Transcribe the records below word for word, omitting the pictures.
— Begin RECORDS PROVIDED —
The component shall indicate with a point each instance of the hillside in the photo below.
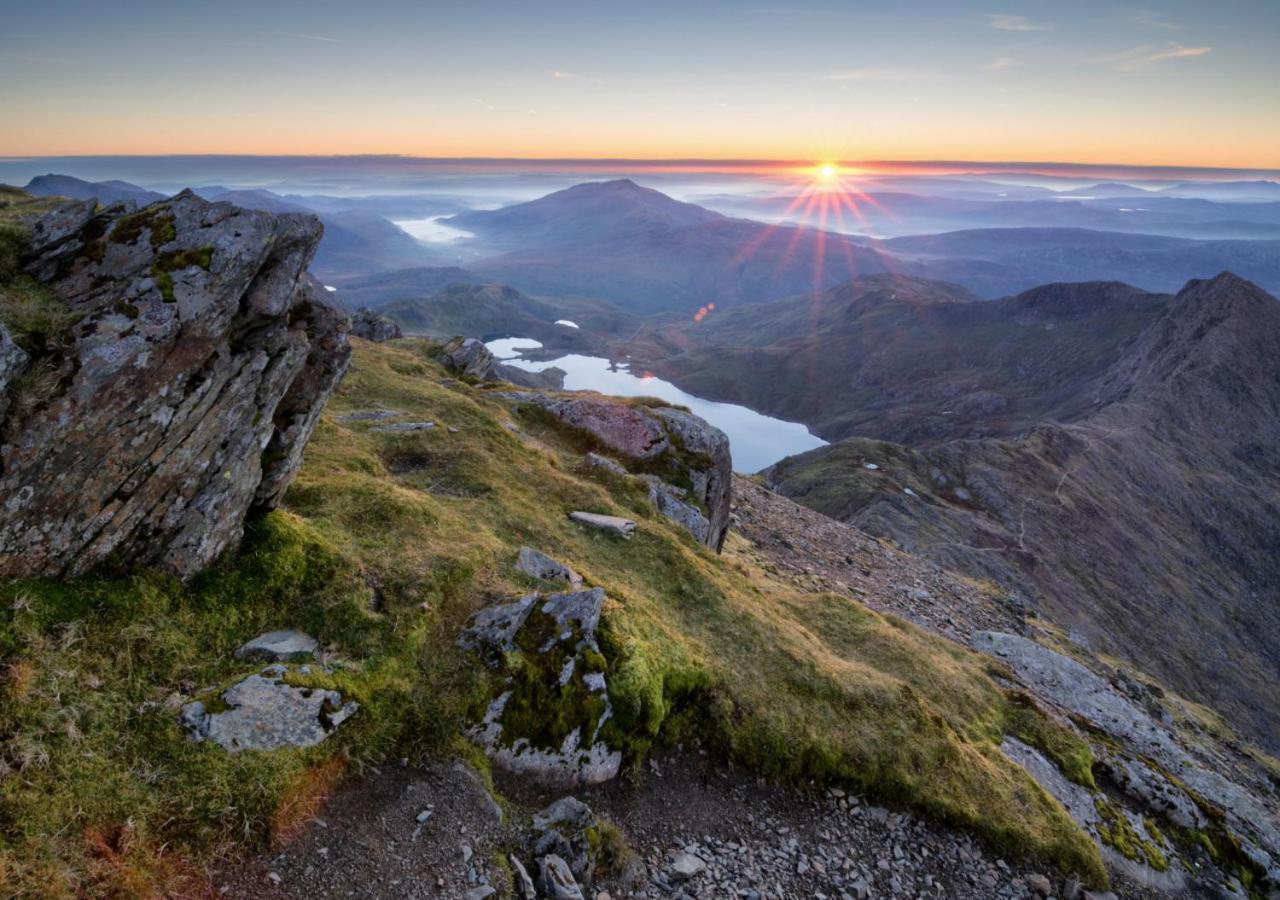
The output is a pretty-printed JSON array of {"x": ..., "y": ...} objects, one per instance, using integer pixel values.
[
  {"x": 1119, "y": 519},
  {"x": 908, "y": 360}
]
— End RECORDS PROVIDED —
> [WRITTEN REPLY]:
The component shall indicate with a point each instance of the hillside in the photo below.
The output is a pretty-printed JSON array of {"x": ..., "y": ...} objects, one per instance, using integer pixel values.
[
  {"x": 1119, "y": 519},
  {"x": 908, "y": 360}
]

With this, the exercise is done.